### [Set exercise]
Output each line of the listing below as one string in a JSON list, in order, and omit the blank lines.

Recorded data
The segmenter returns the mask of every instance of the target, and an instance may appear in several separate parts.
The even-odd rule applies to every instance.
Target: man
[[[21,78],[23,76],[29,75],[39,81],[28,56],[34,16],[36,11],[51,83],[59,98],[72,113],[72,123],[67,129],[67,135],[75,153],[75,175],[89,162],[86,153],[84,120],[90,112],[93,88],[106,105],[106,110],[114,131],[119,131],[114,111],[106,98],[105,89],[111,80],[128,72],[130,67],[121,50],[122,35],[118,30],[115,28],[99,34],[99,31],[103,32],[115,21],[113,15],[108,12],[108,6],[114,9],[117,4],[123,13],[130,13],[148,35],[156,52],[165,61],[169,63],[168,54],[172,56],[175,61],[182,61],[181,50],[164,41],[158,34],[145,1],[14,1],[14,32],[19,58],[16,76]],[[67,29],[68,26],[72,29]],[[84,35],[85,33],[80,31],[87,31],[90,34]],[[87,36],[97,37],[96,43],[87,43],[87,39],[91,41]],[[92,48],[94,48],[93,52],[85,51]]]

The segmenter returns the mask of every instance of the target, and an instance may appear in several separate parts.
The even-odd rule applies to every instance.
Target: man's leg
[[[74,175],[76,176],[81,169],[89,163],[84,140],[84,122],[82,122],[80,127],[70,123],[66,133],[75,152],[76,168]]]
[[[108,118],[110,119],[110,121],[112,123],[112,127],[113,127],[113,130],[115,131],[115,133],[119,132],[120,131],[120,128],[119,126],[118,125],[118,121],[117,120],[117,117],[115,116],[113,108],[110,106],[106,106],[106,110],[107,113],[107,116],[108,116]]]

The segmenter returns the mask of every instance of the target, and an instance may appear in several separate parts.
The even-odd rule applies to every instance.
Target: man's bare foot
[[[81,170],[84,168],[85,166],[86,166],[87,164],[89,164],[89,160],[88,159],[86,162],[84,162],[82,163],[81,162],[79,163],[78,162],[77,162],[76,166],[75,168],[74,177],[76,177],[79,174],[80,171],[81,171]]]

### [Written answer]
[
  "The segmenter returns the mask of every instance of the target, and an instance may appear in several separate parts.",
  "The even-odd rule applies to every instance.",
  "Target: man",
  "[[[21,78],[23,76],[29,75],[39,81],[28,56],[34,16],[36,11],[51,83],[59,98],[72,113],[72,123],[67,129],[67,135],[75,153],[75,175],[89,162],[86,153],[84,120],[90,112],[93,88],[106,105],[106,110],[114,131],[119,131],[114,111],[106,98],[105,89],[111,80],[128,72],[130,67],[121,50],[122,35],[118,30],[115,28],[99,34],[99,31],[103,32],[115,21],[113,15],[108,12],[108,6],[114,9],[117,4],[123,13],[130,13],[148,35],[156,52],[165,61],[169,63],[168,54],[172,56],[175,61],[182,61],[181,50],[164,41],[158,34],[145,1],[14,1],[14,32],[19,58],[16,76]],[[67,29],[68,26],[72,29]],[[84,35],[85,33],[80,31],[87,31],[90,34]],[[87,36],[97,37],[96,43],[87,43],[87,39],[91,41]],[[92,48],[94,48],[93,52],[85,51]]]",
  "The segmenter returns the mask of every instance of the target, and an instance may appear in several separate parts.",
  "The even-odd rule applies to every instance.",
  "Target: man's leg",
  "[[[74,175],[76,176],[81,169],[89,163],[84,140],[84,122],[82,122],[80,127],[70,123],[66,133],[75,152],[76,168]]]",
  "[[[108,118],[110,119],[110,121],[112,123],[112,127],[113,127],[113,130],[115,131],[115,133],[119,132],[120,131],[120,128],[119,126],[118,125],[118,121],[117,120],[117,117],[115,116],[113,108],[110,106],[106,106],[106,110],[107,113],[107,116],[108,116]]]",
  "The segmenter returns the mask of every instance of the target, and an instance may appear in several separate parts.",
  "The even-odd rule applies to every instance.",
  "Target: man's bare foot",
  "[[[81,170],[84,168],[85,166],[86,166],[87,164],[89,164],[89,160],[88,159],[86,162],[84,162],[82,163],[81,162],[79,163],[78,162],[77,162],[76,166],[75,168],[74,177],[76,177],[79,174],[80,171],[81,171]]]"
]